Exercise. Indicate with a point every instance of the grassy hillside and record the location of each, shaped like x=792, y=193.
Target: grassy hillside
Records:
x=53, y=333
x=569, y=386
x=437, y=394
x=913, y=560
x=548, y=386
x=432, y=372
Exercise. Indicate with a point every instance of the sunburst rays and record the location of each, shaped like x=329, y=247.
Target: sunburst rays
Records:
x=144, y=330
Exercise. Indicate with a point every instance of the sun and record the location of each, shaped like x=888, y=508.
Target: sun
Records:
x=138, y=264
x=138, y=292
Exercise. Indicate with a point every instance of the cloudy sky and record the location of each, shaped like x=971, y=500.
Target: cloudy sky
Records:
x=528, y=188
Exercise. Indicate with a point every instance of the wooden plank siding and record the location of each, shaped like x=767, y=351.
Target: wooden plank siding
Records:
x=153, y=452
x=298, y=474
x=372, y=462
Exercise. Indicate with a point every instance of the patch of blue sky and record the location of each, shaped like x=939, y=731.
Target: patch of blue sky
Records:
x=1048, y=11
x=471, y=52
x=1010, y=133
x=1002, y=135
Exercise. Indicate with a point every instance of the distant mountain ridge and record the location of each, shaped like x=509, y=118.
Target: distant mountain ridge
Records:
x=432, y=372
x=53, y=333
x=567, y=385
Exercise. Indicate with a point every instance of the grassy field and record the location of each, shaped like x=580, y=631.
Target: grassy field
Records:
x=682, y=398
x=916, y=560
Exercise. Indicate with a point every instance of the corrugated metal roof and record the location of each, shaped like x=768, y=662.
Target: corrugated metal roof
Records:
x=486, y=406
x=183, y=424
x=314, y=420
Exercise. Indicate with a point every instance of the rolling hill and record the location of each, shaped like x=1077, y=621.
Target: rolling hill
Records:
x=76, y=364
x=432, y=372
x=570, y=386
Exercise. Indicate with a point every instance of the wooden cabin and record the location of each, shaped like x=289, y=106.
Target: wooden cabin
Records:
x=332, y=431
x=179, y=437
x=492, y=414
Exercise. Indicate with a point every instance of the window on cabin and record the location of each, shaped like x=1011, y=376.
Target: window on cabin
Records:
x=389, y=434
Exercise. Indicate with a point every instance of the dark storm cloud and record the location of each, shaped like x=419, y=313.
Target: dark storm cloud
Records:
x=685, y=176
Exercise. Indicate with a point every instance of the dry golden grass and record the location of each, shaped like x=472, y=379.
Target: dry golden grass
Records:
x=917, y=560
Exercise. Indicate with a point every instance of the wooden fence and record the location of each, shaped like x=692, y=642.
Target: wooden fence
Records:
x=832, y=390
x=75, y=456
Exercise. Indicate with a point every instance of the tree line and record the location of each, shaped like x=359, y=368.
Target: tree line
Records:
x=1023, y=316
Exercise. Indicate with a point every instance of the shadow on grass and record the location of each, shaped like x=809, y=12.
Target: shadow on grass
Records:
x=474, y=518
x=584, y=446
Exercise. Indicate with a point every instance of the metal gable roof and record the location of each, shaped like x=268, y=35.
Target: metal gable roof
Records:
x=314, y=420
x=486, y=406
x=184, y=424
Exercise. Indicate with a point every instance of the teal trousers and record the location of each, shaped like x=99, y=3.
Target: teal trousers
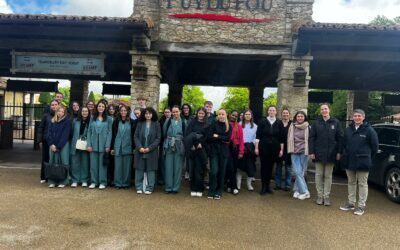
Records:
x=217, y=175
x=80, y=167
x=98, y=172
x=173, y=171
x=122, y=170
x=60, y=157
x=151, y=179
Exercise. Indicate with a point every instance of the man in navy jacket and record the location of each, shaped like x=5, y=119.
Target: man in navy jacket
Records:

- **Work instructions**
Verbatim reproduction of every record is required; images are left out.

- **Exercise answer**
Exercise. Indicate with a point every instance of the grassy hillside and record the location of each, shaped like x=792, y=193.
Target: grassy hillside
Records:
x=53, y=333
x=569, y=386
x=437, y=394
x=913, y=560
x=548, y=386
x=432, y=372
Exercise. Indicate with a point every instance of the sunburst rays and record the location of each, shaped like x=329, y=247.
Target: sunburst rays
Records:
x=144, y=330
Exercise. Indicate with a point every instance of the sun and record the location of each, shaped like x=888, y=508.
Target: sun
Records:
x=138, y=264
x=138, y=292
Exercise. Indicate with a point every instance of the cloudy sky and record the location of each, shaped like x=971, y=500.
Target: cloudy sky
Records:
x=528, y=188
Exercise. Indicate with a point every instance of the wooden plank siding and record the location of each, shaped like x=767, y=351.
Target: wooden plank siding
Records:
x=153, y=452
x=298, y=474
x=372, y=462
Exercise. Indicate with a point every instance of the patch of blue sky and record the location of each, shaped like x=939, y=731.
Target: patch of blue sky
Records:
x=1048, y=11
x=471, y=52
x=1010, y=133
x=1002, y=135
Exercise. Indicate with a point every instance of the distant mountain ridge and record the location of each, shaped like x=509, y=118.
Target: distant mountain ridge
Records:
x=432, y=372
x=53, y=333
x=567, y=385
Exercise. Indicate with a point every instance of the grassy field and record the location of each, shaped like x=580, y=631.
Target: grassy field
Records:
x=682, y=398
x=916, y=560
Exercise. Indicate with a point every instance of the corrugated metal roof and record the location of each, shaped like x=768, y=662.
Target: corrugated metal roof
Records:
x=486, y=406
x=183, y=424
x=314, y=420
Exercise. Indicate with a point every instance of the rolling hill and record the location of each, shaped like x=1077, y=621.
Target: rolling hill
Records:
x=76, y=364
x=432, y=372
x=570, y=386
Exercise. Indicate with a point every instance of the wooden cabin and record the location of each, shaped like x=289, y=106.
Target: wooden cabin
Records:
x=332, y=431
x=179, y=437
x=492, y=414
Exercise. Indicate with a point every instance of the window on cabin and record the location of each, shaped like x=1011, y=376.
Target: window on cabin
Records:
x=389, y=434
Exercise. Indicate with a point every instance of the dark storm cloud and record the location of each, shaped like x=419, y=313.
Target: dark storm cloud
Records:
x=685, y=176
Exercise. Indicate with a point every instance of the dry golden grass and record the location of each, shaped like x=472, y=379.
Target: dry golden grass
Records:
x=917, y=560
Exercise. Indicate with a point every instance of the wooden fence and record the location of each, shaped like x=692, y=642.
Target: wooden fence
Records:
x=832, y=390
x=75, y=456
Exercise. Indicate with a point every instance of the tree line and record the location of each, shaped like x=359, y=368.
Target: tree line
Records:
x=1023, y=316
Exercise. Indicate with a point every instance of the shadow on grass and record the location of each, shaped like x=809, y=12.
Target: shadow on grass
Records:
x=474, y=518
x=584, y=446
Exercise. Indicate with a point every instance of the metal gable roof and record the location of each, shaped like x=268, y=35.
Target: metal gable roof
Records:
x=314, y=420
x=486, y=406
x=184, y=424
Exercise. Indicate with a point every instance of the teal trousers and record the location of each, shaped like x=99, y=3.
Target: teal trousers
Records:
x=217, y=175
x=80, y=167
x=98, y=172
x=173, y=171
x=122, y=170
x=60, y=157
x=151, y=179
Exercise. Indicate with a point every instance of the man in navy jacket and record the location of each, shaped like x=5, y=119.
Target: man in navy jacket
Records:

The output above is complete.